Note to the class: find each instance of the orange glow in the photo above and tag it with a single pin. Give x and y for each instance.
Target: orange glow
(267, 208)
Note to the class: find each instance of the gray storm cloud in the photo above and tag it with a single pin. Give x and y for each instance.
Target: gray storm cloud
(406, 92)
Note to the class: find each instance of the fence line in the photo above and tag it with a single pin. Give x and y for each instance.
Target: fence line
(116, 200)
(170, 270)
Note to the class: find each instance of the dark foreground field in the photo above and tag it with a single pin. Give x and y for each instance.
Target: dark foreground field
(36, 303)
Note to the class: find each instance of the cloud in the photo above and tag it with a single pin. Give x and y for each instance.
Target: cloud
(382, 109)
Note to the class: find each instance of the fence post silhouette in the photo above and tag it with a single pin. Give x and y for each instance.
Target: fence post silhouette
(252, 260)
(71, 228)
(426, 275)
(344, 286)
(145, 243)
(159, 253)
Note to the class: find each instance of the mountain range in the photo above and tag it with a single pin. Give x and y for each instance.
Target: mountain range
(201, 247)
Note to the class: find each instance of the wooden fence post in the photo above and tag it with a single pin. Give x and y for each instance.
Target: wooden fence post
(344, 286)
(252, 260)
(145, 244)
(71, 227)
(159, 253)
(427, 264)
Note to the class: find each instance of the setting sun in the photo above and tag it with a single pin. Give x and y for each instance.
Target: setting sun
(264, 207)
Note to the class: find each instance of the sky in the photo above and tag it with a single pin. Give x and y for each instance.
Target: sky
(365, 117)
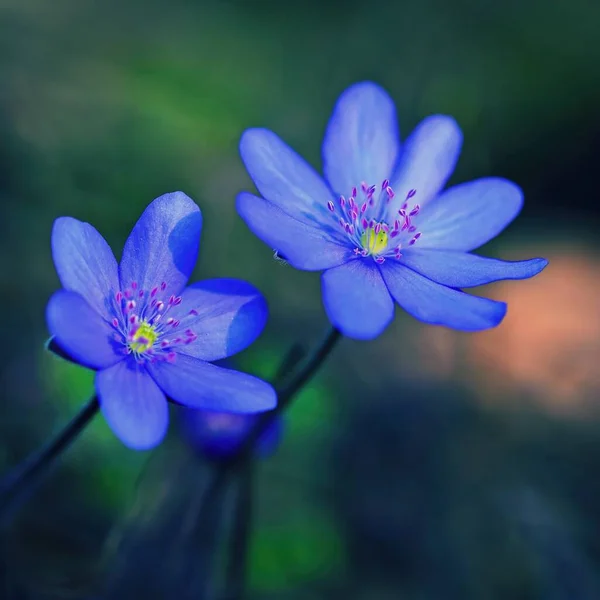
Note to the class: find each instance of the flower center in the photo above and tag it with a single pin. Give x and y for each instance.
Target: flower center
(143, 338)
(368, 221)
(143, 326)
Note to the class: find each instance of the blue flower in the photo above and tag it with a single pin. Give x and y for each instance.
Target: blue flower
(217, 435)
(379, 225)
(147, 336)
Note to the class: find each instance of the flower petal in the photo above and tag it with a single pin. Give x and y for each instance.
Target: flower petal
(460, 270)
(226, 315)
(428, 158)
(437, 304)
(283, 177)
(84, 262)
(133, 405)
(219, 435)
(356, 299)
(468, 215)
(198, 384)
(163, 245)
(81, 331)
(361, 142)
(304, 246)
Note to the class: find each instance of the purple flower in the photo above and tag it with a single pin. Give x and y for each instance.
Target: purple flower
(379, 225)
(218, 435)
(147, 336)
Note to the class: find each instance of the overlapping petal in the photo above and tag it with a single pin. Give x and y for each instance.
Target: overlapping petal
(163, 245)
(283, 177)
(198, 384)
(356, 299)
(226, 315)
(461, 270)
(361, 142)
(437, 304)
(81, 331)
(470, 214)
(84, 262)
(133, 405)
(428, 158)
(305, 246)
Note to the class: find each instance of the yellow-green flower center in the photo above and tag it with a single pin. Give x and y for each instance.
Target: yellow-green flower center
(143, 338)
(373, 242)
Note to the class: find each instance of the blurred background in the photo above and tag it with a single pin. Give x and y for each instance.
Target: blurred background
(426, 465)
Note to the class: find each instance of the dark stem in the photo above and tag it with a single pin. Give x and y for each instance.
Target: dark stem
(235, 577)
(287, 392)
(24, 477)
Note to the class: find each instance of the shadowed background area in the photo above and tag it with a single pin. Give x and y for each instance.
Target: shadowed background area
(426, 465)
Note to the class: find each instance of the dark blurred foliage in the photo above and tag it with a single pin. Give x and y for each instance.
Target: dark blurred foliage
(416, 466)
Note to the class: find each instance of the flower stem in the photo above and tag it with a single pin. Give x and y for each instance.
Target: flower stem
(24, 477)
(235, 578)
(287, 392)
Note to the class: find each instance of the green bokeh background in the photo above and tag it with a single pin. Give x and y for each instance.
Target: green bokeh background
(390, 482)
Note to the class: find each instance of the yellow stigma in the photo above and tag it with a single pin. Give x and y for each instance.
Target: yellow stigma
(143, 339)
(374, 243)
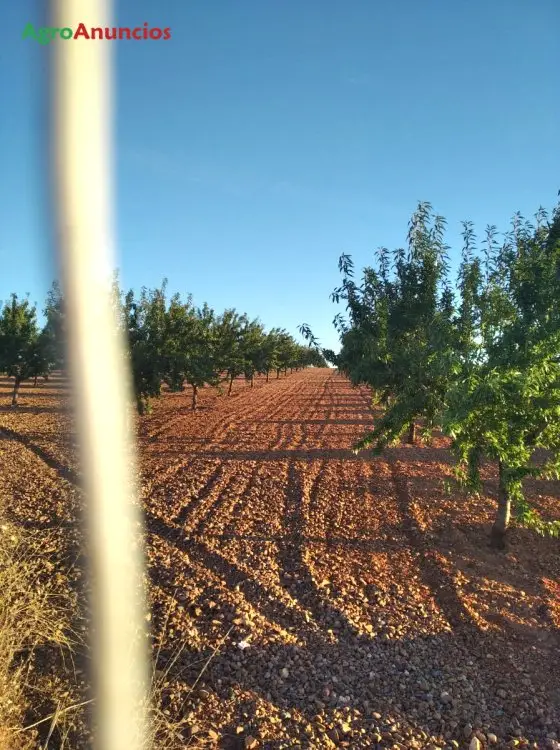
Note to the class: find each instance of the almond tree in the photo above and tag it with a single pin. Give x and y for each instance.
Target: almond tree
(54, 331)
(398, 339)
(229, 330)
(505, 403)
(191, 353)
(145, 325)
(22, 353)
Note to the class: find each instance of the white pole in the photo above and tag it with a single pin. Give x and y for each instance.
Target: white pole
(82, 143)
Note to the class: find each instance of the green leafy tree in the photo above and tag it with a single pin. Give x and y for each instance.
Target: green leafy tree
(54, 332)
(505, 403)
(191, 352)
(145, 324)
(254, 349)
(21, 346)
(229, 330)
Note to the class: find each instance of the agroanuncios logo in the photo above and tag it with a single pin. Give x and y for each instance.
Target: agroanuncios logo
(46, 34)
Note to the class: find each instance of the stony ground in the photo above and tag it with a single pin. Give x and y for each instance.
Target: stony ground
(306, 597)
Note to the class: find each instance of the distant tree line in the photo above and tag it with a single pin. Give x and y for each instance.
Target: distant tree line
(478, 358)
(170, 341)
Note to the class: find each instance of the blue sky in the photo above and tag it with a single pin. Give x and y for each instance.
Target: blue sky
(266, 138)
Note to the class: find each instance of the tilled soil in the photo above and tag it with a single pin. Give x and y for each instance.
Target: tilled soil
(303, 596)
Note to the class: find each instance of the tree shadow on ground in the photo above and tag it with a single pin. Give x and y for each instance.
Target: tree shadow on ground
(334, 659)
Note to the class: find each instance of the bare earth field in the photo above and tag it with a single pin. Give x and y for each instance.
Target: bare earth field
(372, 610)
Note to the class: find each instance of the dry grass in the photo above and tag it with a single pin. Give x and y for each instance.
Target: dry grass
(32, 618)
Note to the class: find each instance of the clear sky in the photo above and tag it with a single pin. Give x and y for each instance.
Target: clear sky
(268, 137)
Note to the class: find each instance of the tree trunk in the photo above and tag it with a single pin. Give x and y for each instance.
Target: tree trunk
(141, 405)
(499, 529)
(15, 395)
(411, 433)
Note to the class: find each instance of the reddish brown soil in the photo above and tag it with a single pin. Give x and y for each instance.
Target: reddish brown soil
(375, 612)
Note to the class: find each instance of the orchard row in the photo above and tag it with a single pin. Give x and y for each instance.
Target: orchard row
(477, 356)
(170, 341)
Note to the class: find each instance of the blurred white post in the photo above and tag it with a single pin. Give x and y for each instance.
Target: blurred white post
(83, 184)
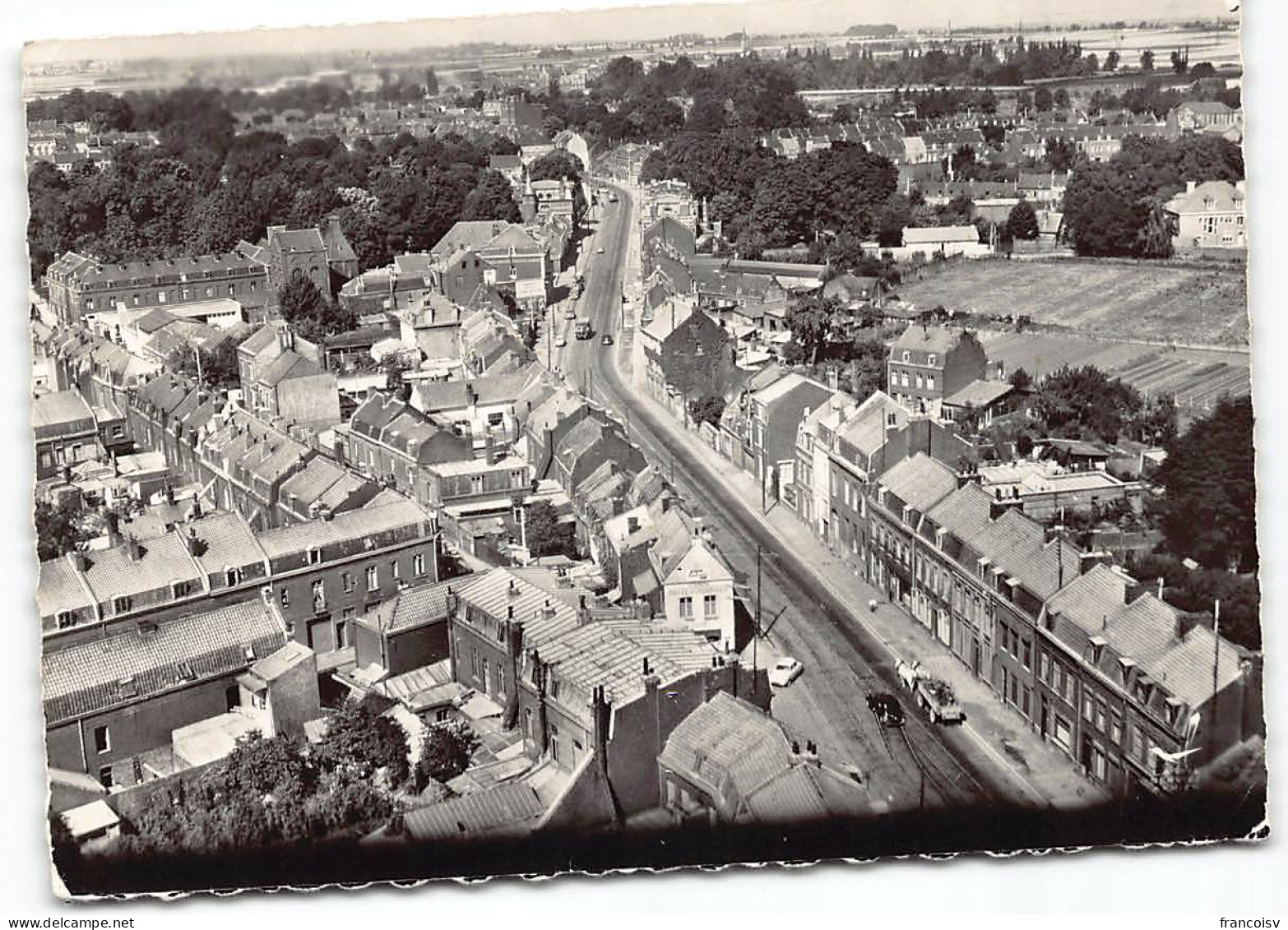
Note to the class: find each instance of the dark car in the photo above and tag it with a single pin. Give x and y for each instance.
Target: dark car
(887, 709)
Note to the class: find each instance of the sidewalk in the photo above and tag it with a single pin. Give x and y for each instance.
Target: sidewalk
(1045, 773)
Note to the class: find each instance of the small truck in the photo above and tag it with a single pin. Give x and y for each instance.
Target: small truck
(933, 696)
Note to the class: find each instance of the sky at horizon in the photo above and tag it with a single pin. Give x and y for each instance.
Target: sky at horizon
(252, 30)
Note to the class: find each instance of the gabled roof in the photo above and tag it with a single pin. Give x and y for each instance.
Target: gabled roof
========
### WHAT IS ASKED:
Quote the preceding records in their entirety, excluding every picture.

### OUTPUT OF THE TASK:
Note to the class: find each instance of the orange glow in the photo above and tag it with a single pin. Give x and y for each instance.
Target: orange glow
(267, 208)
Note to the class: find each instance of the gray storm cloud in the photo above and tag it with a single pin. Give x and y for each instance.
Target: gray storm cloud
(406, 92)
Note to the class: find each instance of the fence line in the photo above and tag it with a single pin. Give x and y for each instance.
Target: fence line
(116, 200)
(170, 270)
Note to the class: find each instance of the dark foreground field in the photo above and tag it with a single pin. Give x and y for each instance.
Target: dark foreground field
(36, 303)
Note to the class: find each instance of the cloud in the photo above and tag it with a single pin. Give x and y for each instance.
Target: cloud
(382, 109)
Note to the class: find each instance of the fence post silhouette in the photo above and tag it with a single pin. Give x and y for each instance.
Target: fence post silhouette
(252, 260)
(71, 228)
(426, 275)
(344, 286)
(145, 243)
(159, 253)
Note to the class: find each instance of the mountain range in the photo above and tag it with a single pin. Give x and y for each instance.
Target: mountain range
(201, 247)
Note to the class: find each instance of the wooden fence post in the photo above and tag it with a single pin. Give x and y for each instance.
Target: wooden fence post
(344, 286)
(252, 260)
(145, 244)
(71, 227)
(159, 253)
(427, 264)
Note to the class: find each instance of the setting sun in the photo above and tag it with a single pin. Give x and y for each instance.
Target: setting sun
(264, 207)
Note to the class: find each instance of the sky in the photo above and tag it with a single pin. Give x and y for each instance.
Target: sky
(365, 117)
Note to the class: find each instance of the flower center in the photo above and tag it with a single pin. Give x and y for each instance.
Target: flower center
(143, 338)
(368, 221)
(143, 326)
Note to the class: find each instance of the blue flower in the photo above and tag it with a single pin. Give x and y for each instance.
Target: blue flower
(217, 435)
(379, 225)
(147, 336)
Note to the class: find each instance of the flower petal in the photo above and tag it with a single pin. Give x and y for each instance.
Target: flower petal
(460, 270)
(226, 315)
(428, 158)
(437, 304)
(283, 177)
(84, 262)
(133, 405)
(219, 435)
(356, 299)
(468, 215)
(198, 384)
(163, 245)
(81, 331)
(361, 142)
(304, 246)
Note to the class: find each instance of the purple flower in the photo above and tag it with a single pin. Give x and y for each instance.
Target: purple flower
(379, 225)
(218, 435)
(147, 336)
Note to the class: find each instance of the overlapping petal in the photo above and tag it with a single pin. Give x and y for each instance.
Target: overlapping petal
(163, 245)
(283, 177)
(198, 384)
(356, 299)
(226, 315)
(461, 270)
(361, 142)
(437, 304)
(81, 331)
(470, 214)
(84, 262)
(133, 405)
(428, 158)
(305, 246)
Note to the class: find each instance of the yellow-green flower center in the photo above and tag it with a single pin. Give x and y for each instance.
Target: yellow-green flower center
(143, 338)
(373, 242)
Note to the class: find each instance of the blurred background in the photo above and tag it with a single pin. Give x and y for each instance.
Target: blurred background
(426, 465)
Note to the class: find each instance of the dark stem in the photo above and tag it with a single pin. Give x and y for each instance.
Target: dark stem
(235, 577)
(287, 392)
(24, 477)
Note to the class: find each instance of the shadowed background area in the photo above and tag it with a single pin. Give x and y for each instance.
Target: shadowed background area
(426, 465)
Note to the class: find each instance of the dark blurred foliage in the photo above and tag it with a single pin. Give x and y for each instance.
Target: dark blurred foliage
(416, 466)
Note to the class: find each instance of the flower stem in the photo above and tag it with a single pin. Give x and y for each instance.
Target: flower stem
(24, 477)
(235, 578)
(287, 392)
Note to the class: find each instance of the green bokeh background in the photo above and tag it with a single pin. Give x and y for each instance.
Target: green bokeh background
(390, 482)
Note to the class: find each instance of the yellow stigma in the photo above and tag it with a single pin. Give x and y for each instance.
Target: yellow stigma
(143, 339)
(374, 243)
Note to the class: find each instance of the almond tree in the photo above and tag it with a single pin. Give x and y for each instance.
Target: almond tree
(54, 331)
(398, 339)
(229, 330)
(505, 403)
(191, 353)
(145, 325)
(22, 353)
Note to the class: find each instance of the white pole in the photo above and tag it with a single pin. Give x and y for each instance.
Target: white pole
(82, 143)
Note to the class: find each instance of the green leafy tree in the photo above and tag it with a single pin. Give x and y for each instance.
Target: green leafy tree
(54, 332)
(505, 403)
(191, 352)
(145, 324)
(254, 349)
(21, 346)
(229, 330)
Note to the class: find each instance of the agroanuncios logo in the photo above and tag it with a single pin. Give x and y for each instance.
Target: agroanuncios logo
(46, 34)
Note to the class: find each instance of the stony ground in the photo above and tag it with a single pin. Give x and y for each instance.
Target: stony ground
(306, 597)
Note to the class: find each instance of the distant tree line in the photo above and tag it with a single pin. Give x and y for each instance.
Target: distant tree line
(478, 358)
(170, 341)
Note to the class: find each instance of the blue sky in the photo above and tag it with a single pin. Give x and y for each instance.
Target: blue sky
(266, 138)
Note to the class: find each instance of the tilled soil in the photo above and tag it with a single pin. Give x and y for each instance.
Target: tilled soil
(303, 596)
Note to the class: find each instance of the tree shadow on ground in the photo above and tag it with a single pin. Give x and y for each instance.
Target: tree shadow on ground
(334, 659)
Note to the class: find each instance of the bare earth field in the photo above and tag it with a single pin. Give x and y for each instance.
Target: bare earth field
(372, 610)
Note to the class: find each instance of the dry grass in the photo above and tag it with a single pin. Give x and y for each instance.
Target: dry grass
(32, 618)
Note to the class: find each instance of the clear sky in the photo above and tag it with a single pin. Give x and y for each instance.
Target: clear sky
(268, 137)
Note to the class: find each instance of the tree trunk in the photo above and tag it with a single pin. Give x and y for each instance.
Target: tree trunk
(141, 405)
(499, 529)
(15, 395)
(411, 433)
Note to the class: find each instance of the reddish brown soil in the photo above and tag it with a single pin. Give x and y for each instance.
Target: reddish brown soil
(375, 612)
Note to the class: find each instance of the orchard row in the photo above and tag it with a single pin. Give x and y for each instance.
Target: orchard row
(477, 356)
(170, 341)
Note to the class: find each instance of the blurred white post in the photo above and tag it with a single pin. Give x and y for each instance.
Target: blurred white post
(83, 184)
Note to the class: find each instance of the dark car in the photo above and tag it with a single pin. Give x and y for each instance.
Target: dark car
(887, 709)
Note to the class: find each instance of the sidewalk in the photo above and tag it with a single pin. Give x and y for each instance.
Target: sidewalk
(1045, 773)
Note to the class: find each instance of the small truck in the photo above and tag it with a single pin. Give x and y for each instance.
Target: small truck
(933, 696)
Note to the class: find each instance of the sky at horizon in the photo above and tag it with a single pin. Give x and y for each instance.
Target: sky at horizon
(252, 30)
Note to the class: find each instance of the gabled roof in the photo above and tag it with a single pin. Give x and y for each instance.
Target: gabled roof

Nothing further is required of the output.